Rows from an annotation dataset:

========================

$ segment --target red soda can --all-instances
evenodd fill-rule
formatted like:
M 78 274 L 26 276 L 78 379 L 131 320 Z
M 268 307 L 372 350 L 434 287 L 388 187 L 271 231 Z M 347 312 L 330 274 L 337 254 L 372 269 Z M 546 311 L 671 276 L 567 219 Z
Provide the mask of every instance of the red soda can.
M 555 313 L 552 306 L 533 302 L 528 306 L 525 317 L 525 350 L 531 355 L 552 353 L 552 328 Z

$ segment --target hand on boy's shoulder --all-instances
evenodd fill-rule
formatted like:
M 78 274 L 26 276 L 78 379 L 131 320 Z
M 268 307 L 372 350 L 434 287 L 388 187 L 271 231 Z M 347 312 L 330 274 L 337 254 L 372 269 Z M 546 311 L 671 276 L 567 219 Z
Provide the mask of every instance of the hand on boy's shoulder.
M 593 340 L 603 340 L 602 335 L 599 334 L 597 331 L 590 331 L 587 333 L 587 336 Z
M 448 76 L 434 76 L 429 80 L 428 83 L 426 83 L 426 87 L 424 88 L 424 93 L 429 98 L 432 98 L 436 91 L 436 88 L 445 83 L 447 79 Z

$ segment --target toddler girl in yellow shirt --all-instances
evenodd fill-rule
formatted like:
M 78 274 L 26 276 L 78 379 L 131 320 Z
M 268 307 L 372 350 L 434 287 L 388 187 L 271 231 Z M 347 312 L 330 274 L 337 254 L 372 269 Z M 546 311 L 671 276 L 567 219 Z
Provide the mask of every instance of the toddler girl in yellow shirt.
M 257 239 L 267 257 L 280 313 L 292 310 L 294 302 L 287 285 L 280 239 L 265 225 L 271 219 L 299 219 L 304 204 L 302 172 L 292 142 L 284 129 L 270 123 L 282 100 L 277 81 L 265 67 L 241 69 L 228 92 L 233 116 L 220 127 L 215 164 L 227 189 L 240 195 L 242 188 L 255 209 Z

========================

§ The exercise
Copy out all the rows above, swapping every "Provide the mask" for "Return the mask" and leaving everything else unchanged.

§ Expected output
$ segment --target red soda can --all-instances
evenodd fill-rule
formatted like:
M 78 274 L 26 276 L 78 379 L 131 320 Z
M 268 307 L 372 350 L 434 287 L 388 187 L 271 231 Z M 347 312 L 330 274 L 337 254 L 372 269 Z M 546 311 L 671 276 L 567 219 Z
Return the mask of every instance of the red soda can.
M 555 313 L 552 306 L 533 302 L 528 306 L 525 317 L 525 350 L 531 355 L 552 353 L 552 328 Z

$ segment --target hand on boy's shoulder --all-instances
evenodd fill-rule
formatted like:
M 78 274 L 26 276 L 78 379 L 131 320 Z
M 268 307 L 372 350 L 434 287 L 388 187 L 271 231 Z M 347 312 L 330 274 L 337 254 L 372 269 Z M 546 311 L 671 276 L 567 219 Z
Return the mask of every instance of the hand on boy's shoulder.
M 593 340 L 603 340 L 602 335 L 599 334 L 597 331 L 590 331 L 587 333 L 587 336 Z
M 448 76 L 434 76 L 429 80 L 428 83 L 426 83 L 426 87 L 424 88 L 424 93 L 429 98 L 432 98 L 436 91 L 436 88 L 445 83 L 447 79 Z

$ segment --target toddler girl in yellow shirt --all-instances
evenodd fill-rule
formatted like:
M 78 274 L 26 276 L 78 379 L 131 320 Z
M 268 307 L 372 350 L 434 287 L 388 187 L 271 231 Z M 347 312 L 330 274 L 337 254 L 372 269 Z M 546 311 L 671 276 L 567 219 Z
Return the mask of every instance of the toddler girl in yellow shirt.
M 257 239 L 267 257 L 280 313 L 292 310 L 294 302 L 287 285 L 280 239 L 265 225 L 271 219 L 299 219 L 304 204 L 302 172 L 292 142 L 284 129 L 270 123 L 282 100 L 277 81 L 265 67 L 241 69 L 228 92 L 233 116 L 220 127 L 215 164 L 227 189 L 240 195 L 242 188 L 255 209 Z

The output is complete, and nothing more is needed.